begin MATERIAL
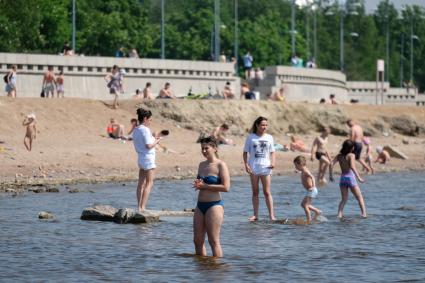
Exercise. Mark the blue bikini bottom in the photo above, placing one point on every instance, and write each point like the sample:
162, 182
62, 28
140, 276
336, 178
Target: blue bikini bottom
204, 206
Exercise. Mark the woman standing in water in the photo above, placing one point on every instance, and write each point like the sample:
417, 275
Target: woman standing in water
259, 146
144, 144
349, 173
213, 178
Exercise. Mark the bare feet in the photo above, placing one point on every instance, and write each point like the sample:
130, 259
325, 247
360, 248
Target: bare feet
253, 218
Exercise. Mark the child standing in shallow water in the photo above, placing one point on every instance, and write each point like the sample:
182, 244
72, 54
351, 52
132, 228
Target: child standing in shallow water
349, 173
31, 131
307, 179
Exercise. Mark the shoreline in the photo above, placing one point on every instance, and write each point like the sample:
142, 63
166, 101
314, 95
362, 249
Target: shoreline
72, 147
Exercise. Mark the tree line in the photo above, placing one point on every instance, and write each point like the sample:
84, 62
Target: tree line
264, 28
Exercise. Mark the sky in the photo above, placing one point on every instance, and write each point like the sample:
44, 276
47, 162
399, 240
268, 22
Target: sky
371, 4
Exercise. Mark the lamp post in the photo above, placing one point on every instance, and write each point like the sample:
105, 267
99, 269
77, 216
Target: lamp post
73, 25
236, 44
217, 30
343, 11
293, 26
162, 30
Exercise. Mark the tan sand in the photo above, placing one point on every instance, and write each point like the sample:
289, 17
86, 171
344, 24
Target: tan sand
72, 146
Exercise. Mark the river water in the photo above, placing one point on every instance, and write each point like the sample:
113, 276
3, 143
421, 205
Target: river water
386, 247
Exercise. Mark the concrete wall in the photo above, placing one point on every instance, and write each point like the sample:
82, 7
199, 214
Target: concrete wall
366, 93
304, 84
84, 76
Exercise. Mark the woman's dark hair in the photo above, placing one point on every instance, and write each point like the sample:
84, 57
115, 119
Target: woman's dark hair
256, 123
142, 114
210, 141
347, 147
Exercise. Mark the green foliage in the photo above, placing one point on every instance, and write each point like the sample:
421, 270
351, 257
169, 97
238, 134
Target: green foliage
103, 26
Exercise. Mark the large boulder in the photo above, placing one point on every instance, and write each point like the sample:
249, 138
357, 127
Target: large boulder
99, 212
127, 215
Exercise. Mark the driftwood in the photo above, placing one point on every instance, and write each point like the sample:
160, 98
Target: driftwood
127, 215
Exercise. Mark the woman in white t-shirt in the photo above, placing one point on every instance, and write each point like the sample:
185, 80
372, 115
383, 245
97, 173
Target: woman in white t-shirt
259, 160
144, 144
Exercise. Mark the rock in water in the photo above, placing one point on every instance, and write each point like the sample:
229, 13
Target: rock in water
45, 215
99, 212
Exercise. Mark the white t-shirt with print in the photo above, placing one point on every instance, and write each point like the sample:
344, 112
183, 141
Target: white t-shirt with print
141, 137
259, 149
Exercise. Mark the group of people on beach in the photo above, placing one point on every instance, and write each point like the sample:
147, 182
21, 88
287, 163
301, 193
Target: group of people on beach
259, 158
49, 86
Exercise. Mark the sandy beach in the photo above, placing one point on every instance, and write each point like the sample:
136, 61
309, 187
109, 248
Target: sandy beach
72, 146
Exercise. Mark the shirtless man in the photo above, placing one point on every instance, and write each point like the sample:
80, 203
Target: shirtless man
279, 95
227, 92
356, 135
49, 81
115, 130
320, 151
31, 131
166, 92
147, 91
219, 134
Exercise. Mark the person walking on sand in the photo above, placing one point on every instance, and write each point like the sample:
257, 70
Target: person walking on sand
60, 88
356, 136
10, 80
114, 84
31, 131
259, 147
346, 159
368, 156
144, 144
307, 179
49, 81
320, 151
213, 178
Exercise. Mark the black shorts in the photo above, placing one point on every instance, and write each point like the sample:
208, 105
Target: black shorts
319, 155
358, 149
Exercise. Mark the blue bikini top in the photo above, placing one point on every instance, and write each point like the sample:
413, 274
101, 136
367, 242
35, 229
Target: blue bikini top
212, 180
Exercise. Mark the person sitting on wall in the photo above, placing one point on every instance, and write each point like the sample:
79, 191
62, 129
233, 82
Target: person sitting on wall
297, 145
332, 98
166, 92
383, 155
219, 133
278, 95
227, 92
115, 130
246, 92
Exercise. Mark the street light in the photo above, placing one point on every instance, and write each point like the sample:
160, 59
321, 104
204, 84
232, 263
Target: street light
73, 25
343, 11
162, 30
293, 26
236, 44
217, 30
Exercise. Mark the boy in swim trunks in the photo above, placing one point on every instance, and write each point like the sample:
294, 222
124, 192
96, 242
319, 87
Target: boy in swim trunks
307, 179
31, 131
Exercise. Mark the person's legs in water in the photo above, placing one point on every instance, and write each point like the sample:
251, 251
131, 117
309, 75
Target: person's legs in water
213, 221
199, 230
344, 198
265, 181
255, 199
359, 197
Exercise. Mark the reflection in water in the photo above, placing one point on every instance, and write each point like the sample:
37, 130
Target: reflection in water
384, 246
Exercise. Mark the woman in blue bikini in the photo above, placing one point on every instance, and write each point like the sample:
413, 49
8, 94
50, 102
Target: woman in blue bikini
349, 173
213, 178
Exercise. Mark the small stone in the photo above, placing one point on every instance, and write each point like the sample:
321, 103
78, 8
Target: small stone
45, 215
52, 190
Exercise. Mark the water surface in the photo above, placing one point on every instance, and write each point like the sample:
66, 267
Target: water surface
386, 247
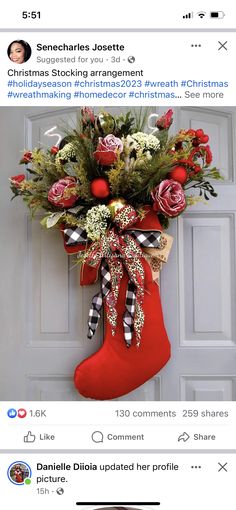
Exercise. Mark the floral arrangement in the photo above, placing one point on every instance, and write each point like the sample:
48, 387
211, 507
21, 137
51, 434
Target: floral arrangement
110, 160
102, 178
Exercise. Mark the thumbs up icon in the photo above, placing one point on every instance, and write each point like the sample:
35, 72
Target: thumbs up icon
29, 438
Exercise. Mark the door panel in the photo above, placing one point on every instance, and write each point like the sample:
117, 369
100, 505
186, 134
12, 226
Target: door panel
44, 310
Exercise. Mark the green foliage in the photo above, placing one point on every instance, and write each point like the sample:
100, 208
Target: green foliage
136, 171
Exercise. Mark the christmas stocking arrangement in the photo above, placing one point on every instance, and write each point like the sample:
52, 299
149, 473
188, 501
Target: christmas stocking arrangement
112, 188
125, 361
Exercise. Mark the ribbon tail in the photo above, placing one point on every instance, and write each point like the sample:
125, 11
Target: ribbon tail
94, 314
128, 317
95, 310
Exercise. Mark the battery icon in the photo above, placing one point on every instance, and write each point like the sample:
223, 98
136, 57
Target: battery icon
217, 14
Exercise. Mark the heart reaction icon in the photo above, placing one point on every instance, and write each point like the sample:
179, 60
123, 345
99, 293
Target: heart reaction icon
21, 413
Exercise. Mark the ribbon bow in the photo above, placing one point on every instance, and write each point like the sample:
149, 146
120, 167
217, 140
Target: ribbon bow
119, 250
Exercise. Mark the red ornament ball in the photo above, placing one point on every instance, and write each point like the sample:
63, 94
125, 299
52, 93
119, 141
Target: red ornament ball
179, 174
100, 188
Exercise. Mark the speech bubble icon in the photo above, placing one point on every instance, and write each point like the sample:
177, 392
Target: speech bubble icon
97, 436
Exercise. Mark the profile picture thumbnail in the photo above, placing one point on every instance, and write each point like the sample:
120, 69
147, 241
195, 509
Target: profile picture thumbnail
19, 472
19, 51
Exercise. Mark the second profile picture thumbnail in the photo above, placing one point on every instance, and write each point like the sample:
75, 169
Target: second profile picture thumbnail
19, 473
19, 51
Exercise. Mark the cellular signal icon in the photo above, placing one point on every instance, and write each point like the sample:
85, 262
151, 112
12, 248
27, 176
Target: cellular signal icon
188, 15
201, 14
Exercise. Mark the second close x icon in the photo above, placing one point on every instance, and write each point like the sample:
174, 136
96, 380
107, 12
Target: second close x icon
222, 467
222, 45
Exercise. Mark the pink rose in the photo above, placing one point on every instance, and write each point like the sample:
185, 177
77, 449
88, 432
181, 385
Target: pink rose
87, 115
107, 149
63, 192
17, 179
169, 198
27, 158
165, 120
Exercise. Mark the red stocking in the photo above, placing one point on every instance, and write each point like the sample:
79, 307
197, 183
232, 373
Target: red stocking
115, 370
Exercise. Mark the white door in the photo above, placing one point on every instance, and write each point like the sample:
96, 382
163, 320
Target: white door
44, 310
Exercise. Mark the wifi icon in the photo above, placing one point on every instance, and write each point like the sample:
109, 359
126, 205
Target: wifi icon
201, 14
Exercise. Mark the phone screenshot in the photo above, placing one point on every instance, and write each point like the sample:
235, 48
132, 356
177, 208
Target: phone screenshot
118, 256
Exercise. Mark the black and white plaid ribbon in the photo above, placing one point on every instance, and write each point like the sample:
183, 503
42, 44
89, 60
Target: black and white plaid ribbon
145, 239
75, 235
96, 306
128, 317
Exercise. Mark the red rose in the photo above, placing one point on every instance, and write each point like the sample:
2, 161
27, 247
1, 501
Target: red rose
169, 198
27, 157
208, 155
63, 192
107, 149
17, 179
165, 121
200, 137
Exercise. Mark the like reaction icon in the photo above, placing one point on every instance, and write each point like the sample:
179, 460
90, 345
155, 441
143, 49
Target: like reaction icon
29, 438
21, 413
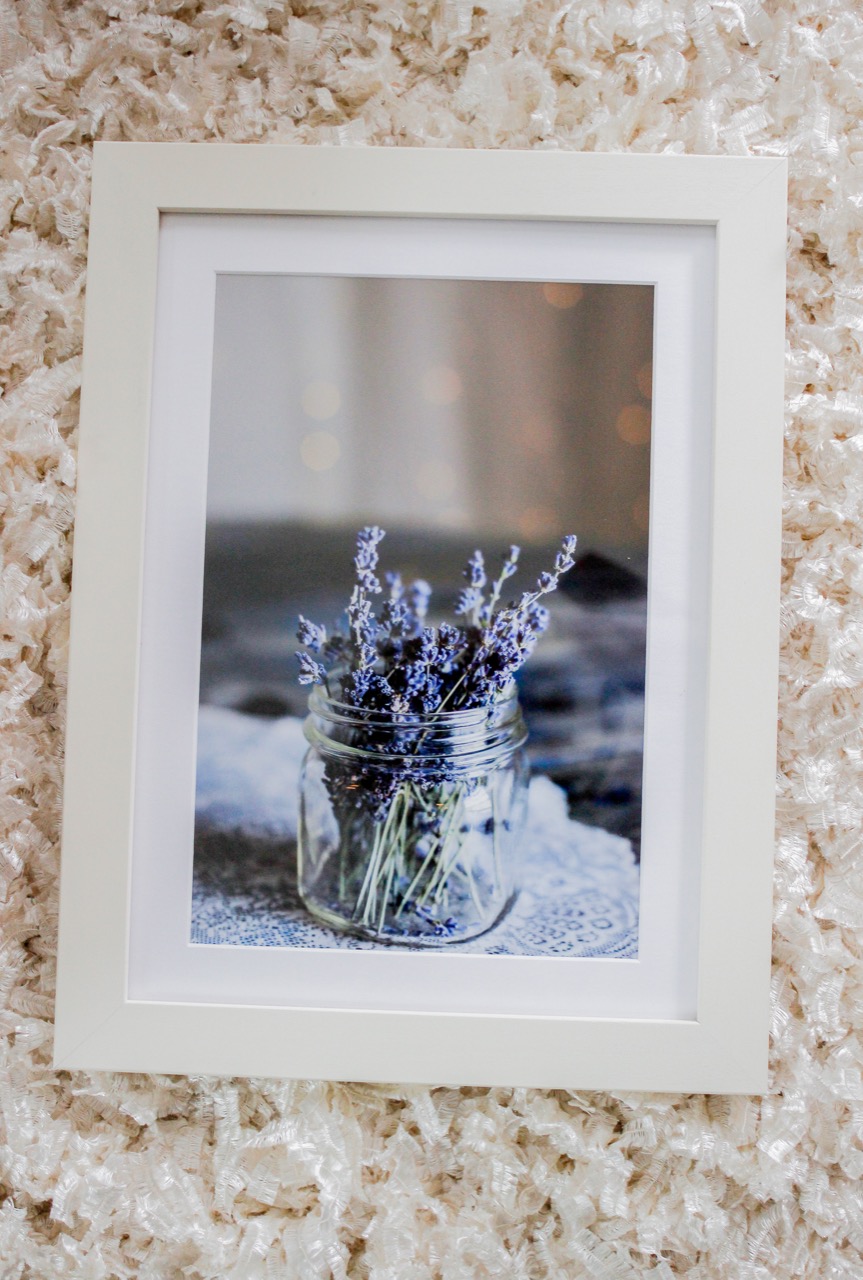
end MATERIAL
▶ [YOUR GOAL]
Locate every line in the records above that contains the word "cellular", and copy each of those lines.

▶ [SOLUTION BELOW]
Exercise. Mark the cellular signal icon in the photo above, placing one point on every instance, and write each point like the sample:
Target: cellular signal icon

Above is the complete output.